Can you edit the material below so that every "cherub's" becomes "angel's", with nothing else changed?

- - - - - - -

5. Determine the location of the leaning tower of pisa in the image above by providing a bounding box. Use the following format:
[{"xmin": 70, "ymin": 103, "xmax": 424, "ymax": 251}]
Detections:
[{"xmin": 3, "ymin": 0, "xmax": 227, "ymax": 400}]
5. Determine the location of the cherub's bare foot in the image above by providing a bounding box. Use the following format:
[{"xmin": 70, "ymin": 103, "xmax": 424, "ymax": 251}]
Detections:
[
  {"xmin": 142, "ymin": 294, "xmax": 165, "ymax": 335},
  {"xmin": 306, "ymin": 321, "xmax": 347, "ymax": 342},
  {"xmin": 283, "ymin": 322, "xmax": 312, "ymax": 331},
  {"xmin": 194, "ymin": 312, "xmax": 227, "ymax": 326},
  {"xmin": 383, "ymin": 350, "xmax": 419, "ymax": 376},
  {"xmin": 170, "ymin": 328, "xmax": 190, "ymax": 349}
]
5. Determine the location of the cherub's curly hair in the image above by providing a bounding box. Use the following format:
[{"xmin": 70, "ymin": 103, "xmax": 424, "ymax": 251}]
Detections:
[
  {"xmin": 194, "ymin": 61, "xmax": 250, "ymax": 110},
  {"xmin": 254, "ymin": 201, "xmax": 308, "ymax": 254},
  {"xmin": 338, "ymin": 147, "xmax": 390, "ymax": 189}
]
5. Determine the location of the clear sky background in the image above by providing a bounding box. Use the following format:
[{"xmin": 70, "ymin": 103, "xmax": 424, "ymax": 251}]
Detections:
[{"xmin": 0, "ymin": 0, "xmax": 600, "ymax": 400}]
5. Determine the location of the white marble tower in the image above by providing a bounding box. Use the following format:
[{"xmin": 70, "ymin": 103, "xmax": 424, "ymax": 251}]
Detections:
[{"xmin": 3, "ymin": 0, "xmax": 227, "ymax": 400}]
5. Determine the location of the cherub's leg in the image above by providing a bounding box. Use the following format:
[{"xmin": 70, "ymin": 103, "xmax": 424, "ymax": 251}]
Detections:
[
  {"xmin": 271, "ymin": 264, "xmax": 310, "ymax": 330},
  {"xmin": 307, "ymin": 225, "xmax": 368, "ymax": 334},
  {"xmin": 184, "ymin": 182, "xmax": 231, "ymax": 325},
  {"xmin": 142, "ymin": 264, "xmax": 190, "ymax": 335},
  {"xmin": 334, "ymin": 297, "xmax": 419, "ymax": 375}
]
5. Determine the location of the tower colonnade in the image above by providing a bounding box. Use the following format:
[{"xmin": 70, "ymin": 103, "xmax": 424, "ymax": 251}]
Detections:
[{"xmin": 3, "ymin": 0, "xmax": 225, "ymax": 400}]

- - - - - - -

> **Solution to the exercise**:
5. Determine the location of the leaning tower of pisa in the image above by providing a bounding box. Use the following format:
[{"xmin": 70, "ymin": 103, "xmax": 424, "ymax": 251}]
Detections:
[{"xmin": 3, "ymin": 0, "xmax": 227, "ymax": 400}]
5. Determine the location of the angel's bare foot in the image above by providing a bounding box. Use the following format:
[{"xmin": 70, "ymin": 103, "xmax": 424, "ymax": 251}]
Detections:
[
  {"xmin": 142, "ymin": 294, "xmax": 165, "ymax": 335},
  {"xmin": 306, "ymin": 321, "xmax": 347, "ymax": 342},
  {"xmin": 283, "ymin": 322, "xmax": 312, "ymax": 331},
  {"xmin": 194, "ymin": 312, "xmax": 227, "ymax": 326},
  {"xmin": 383, "ymin": 350, "xmax": 419, "ymax": 376},
  {"xmin": 170, "ymin": 328, "xmax": 190, "ymax": 349}
]
5. Determine the location of the angel's curly hair in the image above by providing a bounding box. Use the following format:
[{"xmin": 70, "ymin": 103, "xmax": 424, "ymax": 251}]
Detections:
[
  {"xmin": 194, "ymin": 61, "xmax": 250, "ymax": 110},
  {"xmin": 254, "ymin": 201, "xmax": 308, "ymax": 254},
  {"xmin": 338, "ymin": 147, "xmax": 390, "ymax": 189}
]
5. Determine the location of the clear sky background in the image above by providing a bounding box. Use the following format:
[{"xmin": 70, "ymin": 103, "xmax": 424, "ymax": 251}]
Detections:
[{"xmin": 0, "ymin": 0, "xmax": 600, "ymax": 400}]
5. Determine the location of the white marble tower in the image above by providing a bounding box. Use the following format:
[{"xmin": 70, "ymin": 103, "xmax": 424, "ymax": 251}]
Detections:
[{"xmin": 3, "ymin": 0, "xmax": 227, "ymax": 400}]
5. Determine the location of the angel's leg in the image above by providing a bounding box. Use the following format:
[{"xmin": 70, "ymin": 103, "xmax": 424, "ymax": 251}]
Detections:
[
  {"xmin": 271, "ymin": 264, "xmax": 310, "ymax": 330},
  {"xmin": 307, "ymin": 225, "xmax": 368, "ymax": 334},
  {"xmin": 184, "ymin": 182, "xmax": 231, "ymax": 325},
  {"xmin": 142, "ymin": 264, "xmax": 190, "ymax": 335},
  {"xmin": 334, "ymin": 297, "xmax": 419, "ymax": 375}
]
5. Determine the location of the tower colonnade in the image above by providing a bounding box. Use the following format:
[{"xmin": 70, "ymin": 103, "xmax": 424, "ymax": 251}]
Detections:
[{"xmin": 3, "ymin": 0, "xmax": 225, "ymax": 400}]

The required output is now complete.